══ Teks Tersedia

Pusdakota: Menuju Masyarakat Berdaya dan Berkeadilan
Selasa, 09 Oktober 2007
Komunitas Merakit Keranjang Takakura
Kewirausahaan Sosial Berbasis Kearifan Lingkungan, di Pusdakota, antara lain diwujudkan lewat perakitan Keranjang Pengomposan Takakura. Sebagaimana diketahui, Keranjang Pengomposan Takakura merupakan hasil riset antara Pusdakota, pihak Jepang dan Pemerintahan Kota Surabaya.

Keranjang ini dirakit dari bahan-bahan sederhana, antara lain keranjang, dua batalan sekam, kardus, kain, cetok, manual, dan kompos yang berasal dari sampah organik warga.

Memang, Keranjang Pengomposan Takakura merupakan terobosan teknologi tepat guna, yang tidak saja mampu menyelesaikan sebagian masalah sampah rumah tangga, namun juga diharapkan bisa mendukung hal-hal lain, misalnya pengembangan kewirausahaan berbasis kearifan lingkungan. Sebab, boleh dikata, keranjang takakura itu diversivikasi usaha pemasaran kompos.

════
══ Data Mentah

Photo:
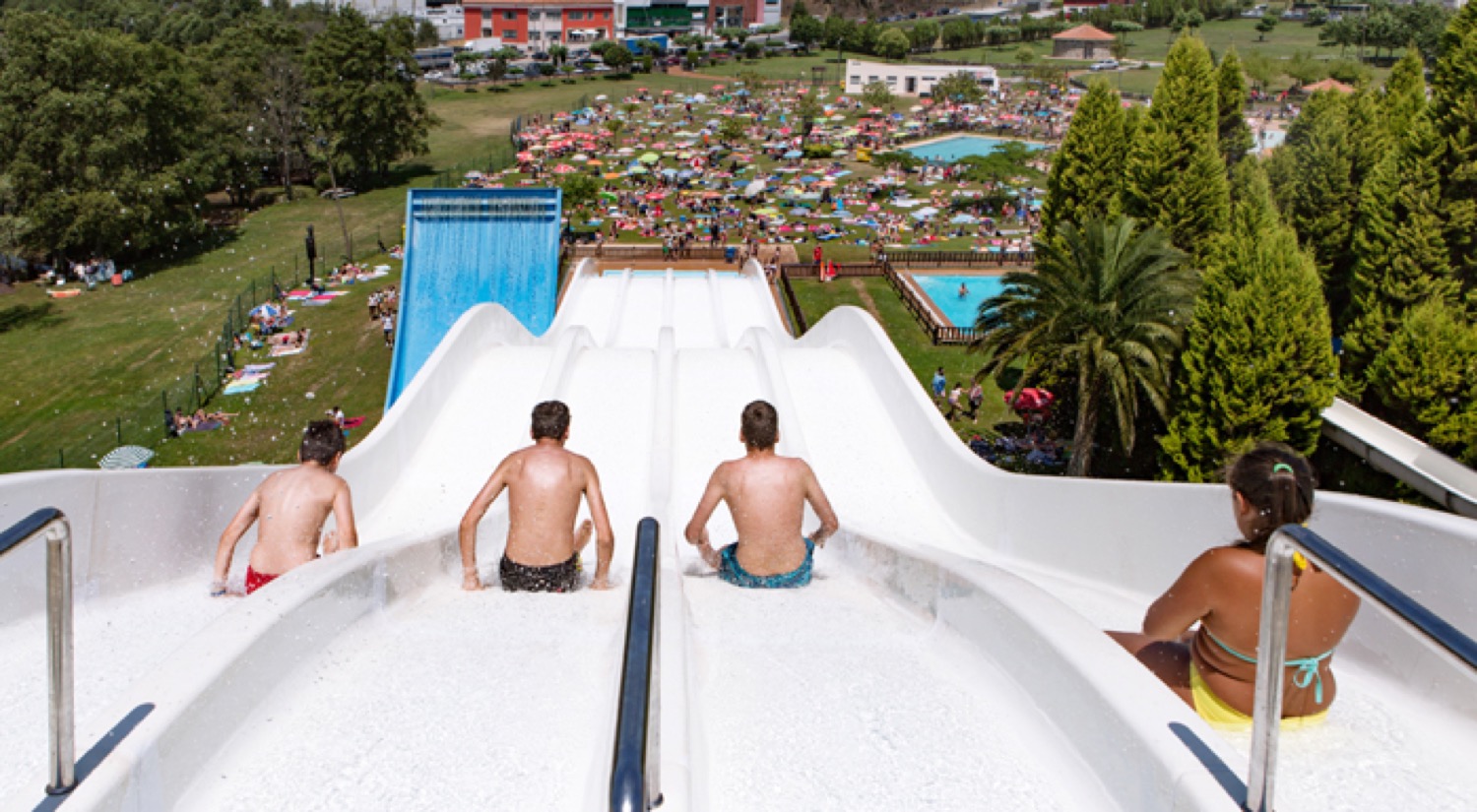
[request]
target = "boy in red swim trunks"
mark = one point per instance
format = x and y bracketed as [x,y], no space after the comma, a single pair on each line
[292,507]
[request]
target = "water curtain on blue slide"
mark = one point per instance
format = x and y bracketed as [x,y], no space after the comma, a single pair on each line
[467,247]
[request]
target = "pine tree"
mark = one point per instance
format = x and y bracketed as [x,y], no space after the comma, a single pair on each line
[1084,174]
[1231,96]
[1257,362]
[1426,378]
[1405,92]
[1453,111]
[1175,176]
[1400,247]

════
══ Data Mentah

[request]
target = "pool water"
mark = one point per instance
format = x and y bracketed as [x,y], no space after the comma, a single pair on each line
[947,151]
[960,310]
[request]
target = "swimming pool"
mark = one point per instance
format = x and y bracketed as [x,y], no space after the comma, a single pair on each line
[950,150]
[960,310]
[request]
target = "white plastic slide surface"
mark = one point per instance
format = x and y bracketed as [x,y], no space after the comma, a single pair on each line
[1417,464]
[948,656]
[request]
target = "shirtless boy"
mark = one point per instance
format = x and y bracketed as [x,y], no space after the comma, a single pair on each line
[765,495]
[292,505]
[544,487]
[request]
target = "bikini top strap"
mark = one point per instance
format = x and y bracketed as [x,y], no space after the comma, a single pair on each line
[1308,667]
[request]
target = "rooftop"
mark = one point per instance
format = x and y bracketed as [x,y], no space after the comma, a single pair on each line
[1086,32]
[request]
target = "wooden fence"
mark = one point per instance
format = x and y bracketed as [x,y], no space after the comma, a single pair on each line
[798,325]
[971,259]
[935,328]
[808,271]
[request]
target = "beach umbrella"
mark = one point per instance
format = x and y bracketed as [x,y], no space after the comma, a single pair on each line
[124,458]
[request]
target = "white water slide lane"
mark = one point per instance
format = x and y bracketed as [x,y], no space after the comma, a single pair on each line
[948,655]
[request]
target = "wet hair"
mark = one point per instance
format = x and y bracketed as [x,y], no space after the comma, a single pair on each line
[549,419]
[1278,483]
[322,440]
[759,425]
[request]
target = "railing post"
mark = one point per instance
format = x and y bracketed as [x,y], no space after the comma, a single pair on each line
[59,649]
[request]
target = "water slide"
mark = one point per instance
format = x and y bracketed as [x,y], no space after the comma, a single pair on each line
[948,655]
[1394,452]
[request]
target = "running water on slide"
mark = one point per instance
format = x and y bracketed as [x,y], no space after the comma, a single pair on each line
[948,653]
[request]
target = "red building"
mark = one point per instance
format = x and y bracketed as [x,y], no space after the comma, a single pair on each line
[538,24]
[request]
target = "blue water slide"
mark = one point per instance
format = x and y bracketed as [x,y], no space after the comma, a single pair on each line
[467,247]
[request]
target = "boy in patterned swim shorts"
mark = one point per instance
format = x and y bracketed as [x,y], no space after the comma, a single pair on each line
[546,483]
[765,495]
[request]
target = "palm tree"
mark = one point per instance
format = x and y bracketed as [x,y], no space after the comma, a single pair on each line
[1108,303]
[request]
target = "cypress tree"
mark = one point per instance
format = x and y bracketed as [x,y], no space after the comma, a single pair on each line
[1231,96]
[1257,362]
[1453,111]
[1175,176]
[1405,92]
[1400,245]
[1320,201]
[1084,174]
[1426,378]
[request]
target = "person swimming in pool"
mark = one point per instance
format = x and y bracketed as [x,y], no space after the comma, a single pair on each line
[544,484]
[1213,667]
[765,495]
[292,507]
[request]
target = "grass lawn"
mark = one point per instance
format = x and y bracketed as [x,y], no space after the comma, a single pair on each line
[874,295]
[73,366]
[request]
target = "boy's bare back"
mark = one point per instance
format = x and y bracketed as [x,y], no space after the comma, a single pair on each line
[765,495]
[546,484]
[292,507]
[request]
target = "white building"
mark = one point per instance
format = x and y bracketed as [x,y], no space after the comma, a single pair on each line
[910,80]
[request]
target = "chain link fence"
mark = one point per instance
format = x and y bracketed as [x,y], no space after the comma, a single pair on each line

════
══ Data Mentah

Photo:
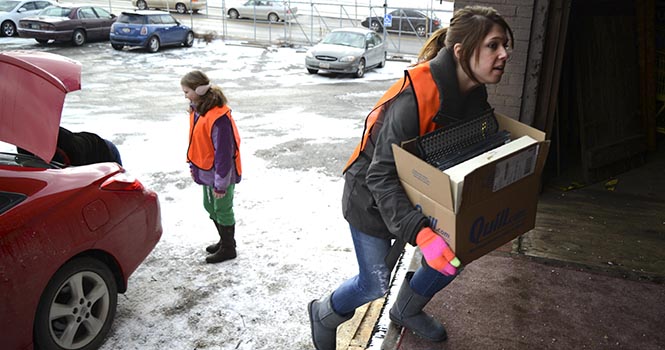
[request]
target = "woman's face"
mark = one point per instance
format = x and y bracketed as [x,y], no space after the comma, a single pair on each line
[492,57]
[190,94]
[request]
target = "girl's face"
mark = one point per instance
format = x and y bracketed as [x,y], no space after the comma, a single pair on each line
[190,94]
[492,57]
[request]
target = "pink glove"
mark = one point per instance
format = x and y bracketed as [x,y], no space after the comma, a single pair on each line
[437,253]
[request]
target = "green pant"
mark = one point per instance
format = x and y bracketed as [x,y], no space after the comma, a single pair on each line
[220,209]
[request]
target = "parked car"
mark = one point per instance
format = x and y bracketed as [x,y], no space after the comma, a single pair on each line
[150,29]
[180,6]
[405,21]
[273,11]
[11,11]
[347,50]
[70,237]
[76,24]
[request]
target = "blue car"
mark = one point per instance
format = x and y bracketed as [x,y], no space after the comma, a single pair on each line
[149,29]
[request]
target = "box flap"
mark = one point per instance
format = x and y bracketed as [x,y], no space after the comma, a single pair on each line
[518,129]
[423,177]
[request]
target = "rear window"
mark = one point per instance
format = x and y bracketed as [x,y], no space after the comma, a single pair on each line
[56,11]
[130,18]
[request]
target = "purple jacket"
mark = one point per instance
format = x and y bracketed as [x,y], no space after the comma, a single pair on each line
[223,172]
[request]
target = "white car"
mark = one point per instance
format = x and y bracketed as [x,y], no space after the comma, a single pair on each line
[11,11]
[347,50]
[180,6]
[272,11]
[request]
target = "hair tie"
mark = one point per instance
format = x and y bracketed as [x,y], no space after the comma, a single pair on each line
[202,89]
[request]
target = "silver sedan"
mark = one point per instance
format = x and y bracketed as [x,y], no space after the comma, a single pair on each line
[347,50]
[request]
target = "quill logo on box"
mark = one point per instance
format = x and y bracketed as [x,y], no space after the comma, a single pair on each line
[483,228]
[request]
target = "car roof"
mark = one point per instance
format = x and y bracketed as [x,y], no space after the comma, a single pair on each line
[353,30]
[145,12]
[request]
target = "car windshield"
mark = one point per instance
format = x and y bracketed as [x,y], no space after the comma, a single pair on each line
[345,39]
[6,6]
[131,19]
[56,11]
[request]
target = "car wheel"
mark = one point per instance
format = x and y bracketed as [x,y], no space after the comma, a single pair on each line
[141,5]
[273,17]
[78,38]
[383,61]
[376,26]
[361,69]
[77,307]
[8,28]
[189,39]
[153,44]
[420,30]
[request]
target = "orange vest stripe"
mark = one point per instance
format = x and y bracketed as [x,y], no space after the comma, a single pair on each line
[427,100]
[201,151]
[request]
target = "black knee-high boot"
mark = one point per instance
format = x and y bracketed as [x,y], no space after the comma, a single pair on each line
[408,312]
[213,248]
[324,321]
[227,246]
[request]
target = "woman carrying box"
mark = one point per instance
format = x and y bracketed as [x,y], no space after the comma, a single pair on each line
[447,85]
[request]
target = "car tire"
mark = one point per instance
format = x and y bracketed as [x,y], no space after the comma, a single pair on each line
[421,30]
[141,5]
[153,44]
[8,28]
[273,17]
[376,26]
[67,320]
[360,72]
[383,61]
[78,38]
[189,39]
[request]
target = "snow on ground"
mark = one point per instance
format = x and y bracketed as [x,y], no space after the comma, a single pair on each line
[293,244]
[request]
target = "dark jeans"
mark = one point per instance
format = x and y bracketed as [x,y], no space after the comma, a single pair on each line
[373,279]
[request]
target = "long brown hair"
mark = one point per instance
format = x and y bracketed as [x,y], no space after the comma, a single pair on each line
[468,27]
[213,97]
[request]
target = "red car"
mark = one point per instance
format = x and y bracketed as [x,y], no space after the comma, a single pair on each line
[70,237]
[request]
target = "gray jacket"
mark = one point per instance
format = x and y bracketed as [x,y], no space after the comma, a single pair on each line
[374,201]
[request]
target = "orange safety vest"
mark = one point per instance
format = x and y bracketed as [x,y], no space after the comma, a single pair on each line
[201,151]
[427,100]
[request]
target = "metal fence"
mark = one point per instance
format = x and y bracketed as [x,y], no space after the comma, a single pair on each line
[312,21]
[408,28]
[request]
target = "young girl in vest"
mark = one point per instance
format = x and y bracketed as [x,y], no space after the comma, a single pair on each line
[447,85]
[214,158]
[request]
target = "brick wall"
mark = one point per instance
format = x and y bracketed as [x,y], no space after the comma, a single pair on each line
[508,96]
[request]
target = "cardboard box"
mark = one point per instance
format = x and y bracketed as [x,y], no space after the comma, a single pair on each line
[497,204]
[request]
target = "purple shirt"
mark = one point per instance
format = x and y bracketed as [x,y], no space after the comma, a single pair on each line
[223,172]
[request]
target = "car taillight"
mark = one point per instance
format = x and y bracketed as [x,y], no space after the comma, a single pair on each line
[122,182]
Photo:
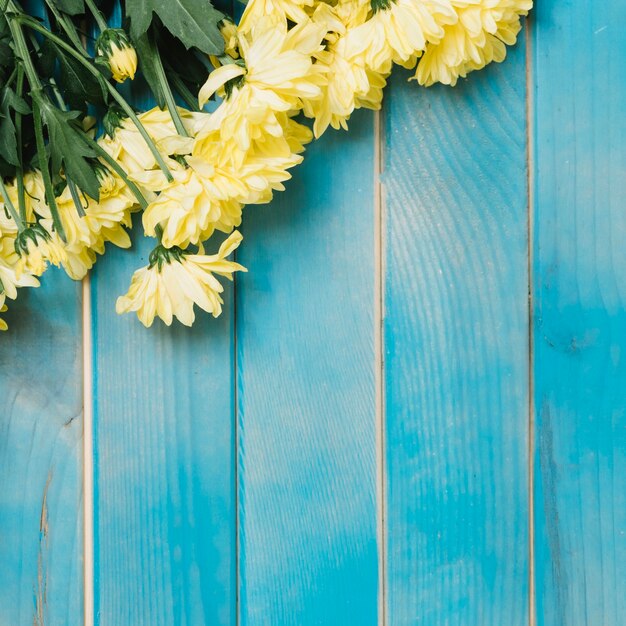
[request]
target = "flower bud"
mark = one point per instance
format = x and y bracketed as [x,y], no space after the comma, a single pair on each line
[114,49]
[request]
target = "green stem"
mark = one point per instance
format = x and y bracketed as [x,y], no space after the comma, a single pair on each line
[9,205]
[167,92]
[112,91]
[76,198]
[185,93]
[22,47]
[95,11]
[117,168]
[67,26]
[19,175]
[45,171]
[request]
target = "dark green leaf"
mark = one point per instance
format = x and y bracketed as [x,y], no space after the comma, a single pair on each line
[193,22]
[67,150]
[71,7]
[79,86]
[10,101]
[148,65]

════

■ **Tugas Diberikan A**
Salin tanpa mengubah apa pun bagian teks tentang Keranjang Takakura dari "Pusdakota: Menuju Masyarakat" sampai "sampah organik warga.".
■ **Tugas Diberikan B**
Jawab pertanyaan berikut berdasarkan teks tentang Keranjang Takakura:
(i) Riset Keranjang Pengomposan Takakura merupakan hasil kerja sama antara pihak mana saja?
(ii) Kompos yang dipakai untuk merakit keranjang berasal dari apa?
(iii) Keranjang takakura disebut sebagai diversifikasi usaha apa?
■ **Tugas Diberikan C**
Teruskan teks tentang Keranjang Takakura, mulai setelah kalimat terakhirnya.

■ **Hasil A**
Pusdakota: Menuju Masyarakat Berdaya dan Berkeadilan
Selasa, 09 Oktober 2007
Komunitas Merakit Keranjang Takakura
Kewirausahaan Sosial Berbasis Kearifan Lingkungan, di Pusdakota, antara lain diwujudkan lewat perakitan Keranjang Pengomposan Takakura. Sebagaimana diketahui, Keranjang Pengomposan Takakura merupakan hasil riset antara Pusdakota, pihak Jepang dan Pemerintahan Kota Surabaya.

Keranjang ini dirakit dari bahan-bahan sederhana, antara lain keranjang, dua batalan sekam, kardus, kain, cetok, manual, dan kompos yang berasal dari sampah organik warga.

■ **Hasil B**
(i) Pusdakota, pihak Jepang, dan Pemerintahan Kota Surabaya.
(ii) Dari sampah organik warga.
(iii) Usaha pemasaran kompos.

■ **Hasil C**
Komunitas RW I Rungkut Lor Surabaya telah memilah dan mengolah sampah sejak tahun 2000. Sejak tahun 2000 - 2005, kompos yang dibuat dengan metode open windrow dipasarkan dalam bentuk kompos biasa, yang harga rata-rata per kg-nya tidak lebih dari Rp 1500. ”Tapi bila dipasarkan dengan Keranjang Takakura, harga bisa terdongkrak. Secara ekonomi komunitas yang terlibat juga ikut merasakan hasilnya,” kata Parwito sambil mengibaratkan bahwa kayu yang telah diubah jadi mebel lebih punya nilai jual ketimbang yang dijual dalam bentuk gelondongan.

Perakitan yang dikerjakan komunitas, antara lain pengisian sekam ke bantalan sekam, penjahitan bantalan sekam, pemotongan kardus, penyediaan manual, pembuatan cetok, dan pengisian kompos ke dalam keranjang. Semuanya dilakukan dibawah asistensi Pusdakota. ”Kami melakukan check and recheck atas Keranjang Takakura yang dirakit komunitas sebelum sampai ke pengguna,” kata Parwito.

Karena permintaan akan keranjang ini terus meningkat dari waktu ke waktu, komunitas di wilayah Rungkut Lor Surabaya mengerjakan perakitan tidak saja di Pusdakota, namun juga di rumah masing-masing. Perakitan keranjang juga melibatkan kaum difabel yang tergabung dalam Paguyuban Daya Mandiri, yakni forum kaum difabel di sekitar Rungkut Surabaya yang dibentuk Pusdakota sejak tahun lalu.

Saat merakit keranjang bersama-sama di Pusdakota, para perakit juga memperoleh manfaat tambahan. Staf Pusdakota, misalnya, juga mentransfer ilmu pembukuan sederhana, membibit yang baik, ataupun lain hal yang bersifat praktis dan bermanfaat bagi mereka.

”Perakitan juga menjadi ajang pertemuan dan sharing antarmereka,” kata Parwito.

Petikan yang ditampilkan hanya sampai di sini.